Exercise details> To complete the exercise, repeat every record exactly as it stands.

(Collected data entries)
● ● ●
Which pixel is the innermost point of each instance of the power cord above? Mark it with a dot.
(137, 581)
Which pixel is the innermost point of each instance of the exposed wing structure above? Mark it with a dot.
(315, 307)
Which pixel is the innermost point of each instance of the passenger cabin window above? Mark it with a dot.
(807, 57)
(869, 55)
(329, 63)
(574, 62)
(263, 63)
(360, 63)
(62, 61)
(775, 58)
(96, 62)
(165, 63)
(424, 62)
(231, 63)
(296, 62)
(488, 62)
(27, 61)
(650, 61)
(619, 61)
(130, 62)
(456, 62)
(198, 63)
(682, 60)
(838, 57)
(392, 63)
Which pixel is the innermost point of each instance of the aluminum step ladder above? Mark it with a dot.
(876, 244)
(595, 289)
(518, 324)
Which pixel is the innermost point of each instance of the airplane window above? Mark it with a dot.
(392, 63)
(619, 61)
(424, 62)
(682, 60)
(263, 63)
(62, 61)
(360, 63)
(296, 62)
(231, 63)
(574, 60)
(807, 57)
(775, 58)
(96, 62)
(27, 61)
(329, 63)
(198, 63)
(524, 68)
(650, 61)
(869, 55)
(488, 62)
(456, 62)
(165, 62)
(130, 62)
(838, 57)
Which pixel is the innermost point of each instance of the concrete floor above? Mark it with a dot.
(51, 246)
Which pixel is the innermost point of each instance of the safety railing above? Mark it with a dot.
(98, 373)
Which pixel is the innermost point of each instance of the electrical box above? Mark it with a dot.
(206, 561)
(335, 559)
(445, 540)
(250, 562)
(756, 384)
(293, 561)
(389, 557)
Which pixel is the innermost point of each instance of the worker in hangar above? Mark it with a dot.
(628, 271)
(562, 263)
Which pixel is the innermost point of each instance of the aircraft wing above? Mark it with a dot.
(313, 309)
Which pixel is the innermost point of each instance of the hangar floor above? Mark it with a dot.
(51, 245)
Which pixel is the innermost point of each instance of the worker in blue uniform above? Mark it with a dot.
● ● ●
Written reply>
Which pixel is the innermost point of each instance of the power cord above? Mark it with a dot.
(137, 581)
Which pixel is the innermost point of each instance of the exposed wing structure above? Mark it with a dot.
(315, 307)
Which pixel is the innermost point of each instance of the passenger cabin window above? Mark it with a dot.
(807, 57)
(869, 55)
(329, 63)
(574, 62)
(263, 63)
(360, 63)
(62, 61)
(775, 58)
(96, 62)
(165, 63)
(424, 62)
(231, 63)
(296, 62)
(488, 62)
(27, 61)
(650, 61)
(619, 61)
(130, 62)
(456, 62)
(198, 63)
(682, 60)
(838, 57)
(392, 63)
Which pixel is the innermost point of each instance of the aluminum step ladder above? Mark it with a dot.
(876, 244)
(595, 289)
(518, 324)
Which pixel is the innermost point of each instance of the airplane window above? Mark it with a dot.
(392, 63)
(619, 61)
(424, 62)
(682, 60)
(263, 63)
(62, 61)
(360, 63)
(296, 62)
(231, 63)
(574, 60)
(807, 57)
(775, 58)
(96, 62)
(27, 61)
(329, 63)
(198, 63)
(524, 68)
(650, 61)
(869, 55)
(488, 62)
(456, 62)
(165, 62)
(130, 62)
(838, 57)
Which pixel is the innermost point of each instance of the concrete floor above? Mark it with a dot.
(51, 246)
Which pixel is the innermost point of each instance of the safety railing above? Mark it with a dot.
(98, 373)
Which pixel is the innermost point of each instance of the electrical box above? Mark it with a dot.
(206, 561)
(335, 559)
(445, 540)
(250, 562)
(756, 384)
(293, 561)
(389, 557)
Which pixel is the innermost point of each instance of the worker in hangar above? Mark it with a dot.
(628, 271)
(562, 263)
Which pixel is the innermost point of each instance of the aircraft wing above? Mark it with a dot.
(313, 309)
Which pixel is the innermost point of each instance of the hangar floor above? Mark it with a dot.
(51, 245)
Which pixel is the innermost point of each instance of the worker in blue uniform above? Mark it with a dot.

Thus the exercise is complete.